___ TEXT EXCERPT
Extracting Keypoints (Interest Points)¶
[23]:
import math
import os
import sys
sys.path.insert(0, os.path.abspath('/data/autocnet'))
import autocnet
from autocnet import CandidateGraph
# The GPU based extraction library that contains SIFT extraction and matching
import cudasift as cs
# A method to resize the images on the fly.
from scipy.misc import imresize
%pylab inline
figsize(16,4)
Populating the interactive namespace from numpy and matplotlib
Candidate Graph¶
As before, create the candidate graph object that stores the adjacency between images.
[2]:
a = 'AS15-P-0111_CENTER_LRG_CROPPED.png'
b = 'AS15-P-0112_CENTER_LRG_CROPPED.png'
adj = {a:[b],
b:[a]}
cg = CandidateGraph.from_adjacency(adj)
Enable GPU use¶
The library can utilize either the CPU or the GPU for a number of computationally expensive functions. One example if keypoint or correspondence identification. The process of finding correspondences requires 3 steps:
The identification of interest points.
The extraction of said interest points
Matching of interest points between images to identify correspondences.
We support this processing flow using:
(OpenCV functionality)[http://docs.opencv.org/3.0-beta/doc/py_tutorials/py_feature2d/py_table_of_contents_feature2d/py_table_of_contents_feature2d.html]
(VLFeat)[http://www.vlfeat.org]
(CUDA SIFT)[https://github.com/USGS-Astrogeology/CudaSift]
CUDA SIFT is exceptionally fast as it extracts (and matches) keypoints in parallel on 1000s of GPU cores. For all but the smallest images, GPU use is encouraged.
______
___ DATASET EXTRACT
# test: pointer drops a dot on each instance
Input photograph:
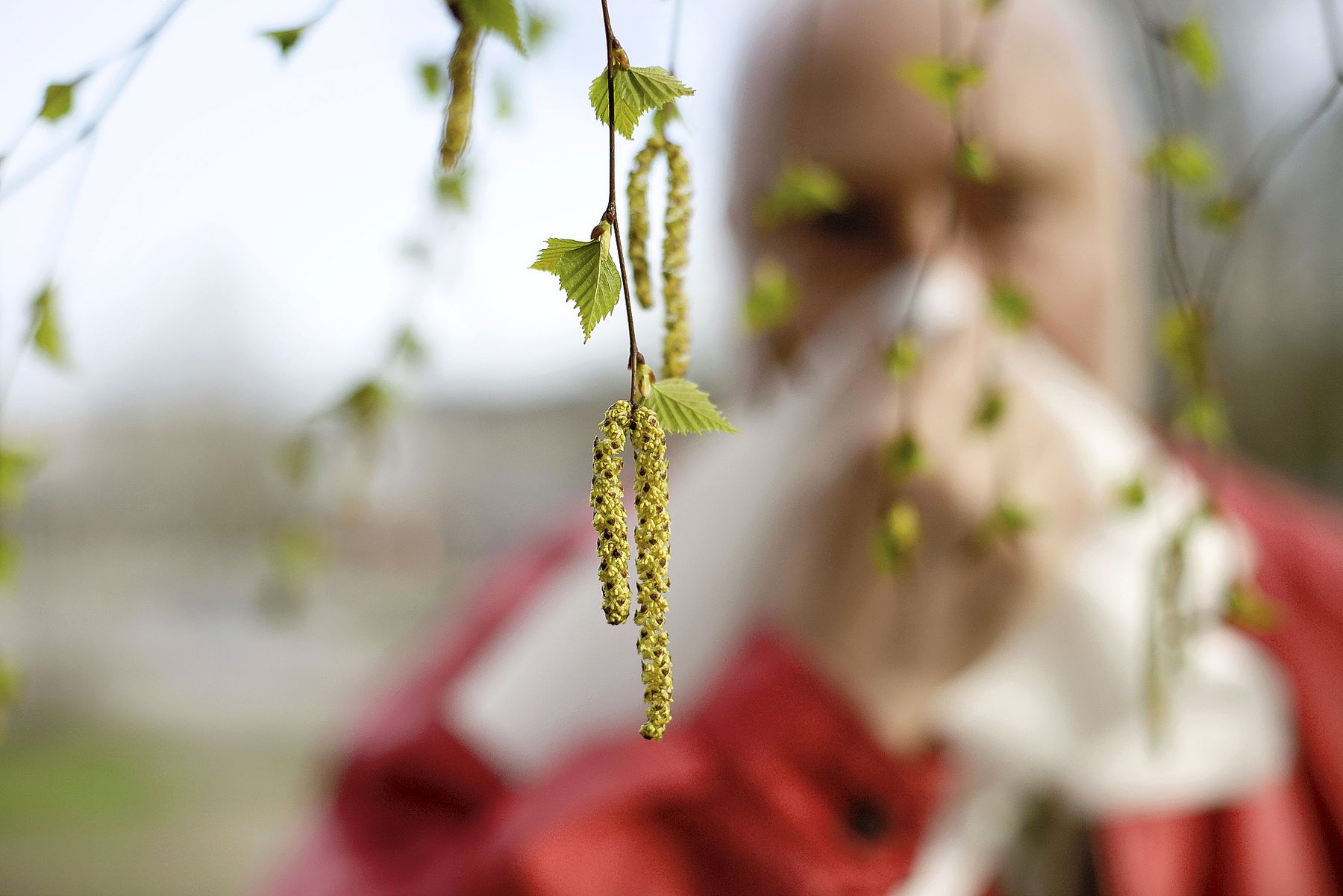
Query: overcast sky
(238, 236)
(237, 241)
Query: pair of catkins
(651, 539)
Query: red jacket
(775, 786)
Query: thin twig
(611, 216)
(139, 50)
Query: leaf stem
(636, 357)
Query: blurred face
(1054, 218)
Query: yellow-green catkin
(637, 194)
(653, 538)
(461, 78)
(613, 540)
(676, 256)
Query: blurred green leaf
(802, 191)
(989, 413)
(684, 407)
(450, 187)
(1007, 520)
(496, 15)
(410, 348)
(47, 335)
(1250, 609)
(1202, 417)
(298, 551)
(637, 92)
(772, 298)
(287, 38)
(1133, 495)
(504, 105)
(367, 404)
(537, 28)
(904, 458)
(940, 80)
(903, 357)
(1182, 160)
(58, 101)
(11, 683)
(898, 538)
(431, 77)
(1010, 305)
(1183, 340)
(975, 163)
(1224, 213)
(1195, 45)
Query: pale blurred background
(235, 260)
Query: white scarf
(1056, 704)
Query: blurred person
(842, 731)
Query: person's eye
(1001, 203)
(857, 222)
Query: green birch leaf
(1195, 45)
(1133, 495)
(367, 404)
(539, 28)
(47, 335)
(1222, 214)
(772, 298)
(587, 275)
(285, 38)
(802, 191)
(58, 101)
(904, 458)
(1182, 160)
(496, 15)
(1010, 305)
(410, 348)
(974, 161)
(15, 469)
(1203, 418)
(298, 551)
(450, 188)
(1250, 609)
(903, 357)
(1183, 340)
(939, 80)
(555, 249)
(637, 92)
(898, 538)
(684, 407)
(431, 77)
(1007, 520)
(993, 406)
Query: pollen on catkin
(676, 256)
(613, 540)
(653, 538)
(461, 78)
(637, 194)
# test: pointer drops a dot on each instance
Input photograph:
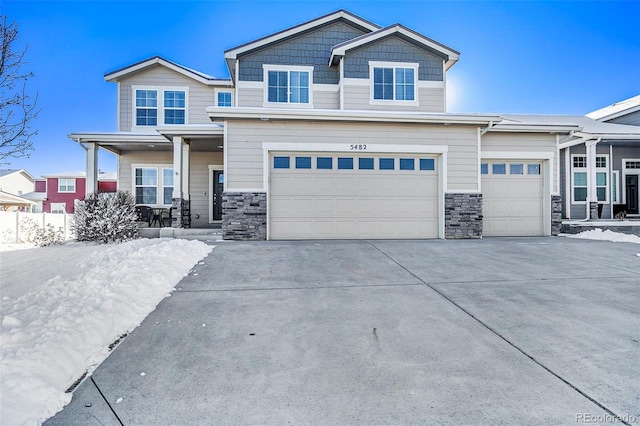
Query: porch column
(186, 149)
(92, 168)
(177, 166)
(180, 208)
(592, 192)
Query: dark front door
(632, 194)
(218, 187)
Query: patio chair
(143, 214)
(166, 218)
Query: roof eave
(218, 113)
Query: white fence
(15, 226)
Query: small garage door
(513, 198)
(343, 196)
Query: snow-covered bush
(106, 217)
(32, 233)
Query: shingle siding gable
(393, 49)
(308, 49)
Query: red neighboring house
(59, 192)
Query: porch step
(206, 235)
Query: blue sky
(516, 57)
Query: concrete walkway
(492, 331)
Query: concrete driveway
(492, 331)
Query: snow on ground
(599, 234)
(59, 323)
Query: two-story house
(58, 192)
(334, 128)
(612, 170)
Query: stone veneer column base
(556, 214)
(244, 215)
(463, 215)
(180, 213)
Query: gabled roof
(231, 55)
(6, 172)
(157, 60)
(618, 109)
(450, 56)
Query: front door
(632, 194)
(218, 187)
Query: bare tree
(17, 109)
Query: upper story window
(66, 185)
(224, 99)
(393, 82)
(174, 107)
(160, 106)
(290, 86)
(146, 107)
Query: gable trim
(117, 75)
(238, 50)
(450, 56)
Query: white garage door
(513, 198)
(343, 196)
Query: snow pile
(62, 328)
(15, 246)
(599, 234)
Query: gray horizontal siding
(358, 97)
(308, 49)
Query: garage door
(342, 196)
(513, 198)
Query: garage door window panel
(303, 162)
(345, 163)
(407, 164)
(365, 163)
(281, 162)
(324, 163)
(387, 164)
(428, 164)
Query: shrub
(106, 217)
(39, 236)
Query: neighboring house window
(174, 107)
(393, 82)
(66, 185)
(146, 107)
(60, 208)
(151, 188)
(224, 99)
(580, 178)
(288, 85)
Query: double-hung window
(224, 99)
(393, 82)
(160, 105)
(288, 85)
(580, 181)
(66, 185)
(153, 185)
(174, 107)
(146, 107)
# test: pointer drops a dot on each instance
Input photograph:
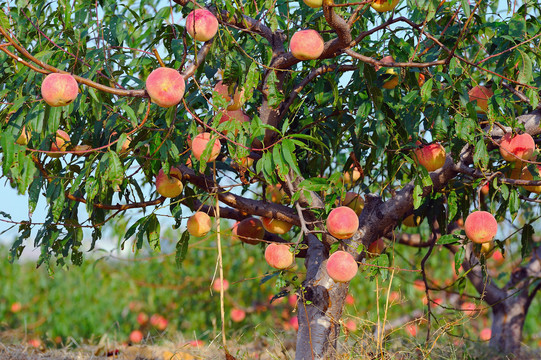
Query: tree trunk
(508, 322)
(320, 308)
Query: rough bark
(320, 307)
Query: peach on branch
(480, 96)
(59, 89)
(481, 227)
(279, 256)
(275, 226)
(354, 201)
(342, 222)
(60, 143)
(201, 24)
(169, 185)
(199, 145)
(234, 100)
(341, 266)
(199, 224)
(518, 147)
(165, 86)
(306, 44)
(249, 231)
(384, 5)
(431, 156)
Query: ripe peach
(384, 5)
(481, 227)
(306, 44)
(60, 143)
(59, 89)
(352, 175)
(199, 224)
(169, 186)
(217, 285)
(526, 174)
(518, 147)
(432, 156)
(354, 201)
(275, 226)
(165, 86)
(199, 145)
(235, 102)
(237, 315)
(342, 222)
(314, 3)
(136, 336)
(249, 231)
(279, 256)
(376, 247)
(341, 266)
(480, 95)
(201, 24)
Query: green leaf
(480, 157)
(526, 240)
(182, 249)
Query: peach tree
(287, 111)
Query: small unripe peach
(201, 24)
(275, 226)
(59, 89)
(432, 156)
(237, 315)
(169, 186)
(341, 266)
(314, 4)
(60, 143)
(278, 256)
(384, 5)
(234, 103)
(199, 145)
(165, 86)
(518, 147)
(306, 45)
(249, 231)
(199, 224)
(480, 95)
(481, 227)
(342, 222)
______
# GOALS:
1) List the tools that the keypoint extraction notebook names after "We support this processing flow using:".
2) Carry on the keypoint extraction notebook, starting after its last sentence.
The data that comes after the keypoint extraction notebook is separate material.

# RESPONSES BY TASK:
1)
- OpenCV functionality
- VLFeat
- CUDA SIFT

2)
In house, my work station is available with 2 M5000 GPUs containing approximately 2500 GPU cores and 8GB of RAM each. The GPU processing node has 4 K80 GPUs with ~5000 GPU cores and 12GB of RAM each.
[5]:
autocnet.cuda(enable=True, gpu=0) # Explicitly select a GPU since the system has 2 and GPU1 is running monitors.
A GPU with 8GB of memory can run the SIFT algorithm for approximately \(12500^{2}\) pixels. The CudaSift code is written to support 32-bit floating point numbers (a major improvement over OpenCV for our use case). This is also a limiting factor as the 8-bit Apollo Pan .png files are taking up significantly more space than they really need.
[7]:
# check the total size of the input image.
cg.node[0].geodata.raster_size
[7]:
(59720, 11510)
Aside: AutoCNet as a library¶
We have developed the AutoCNet library and not an end-to-end application intentionally. The Apollo Pan data is a prime example of why this decision was made. The images are unique and the order and pre-processing required for successful matching require chaining the AutoCNet functionality in a unique way. The “application” can be taylored to the data as opposed to expanding the application to support all possible processing paths.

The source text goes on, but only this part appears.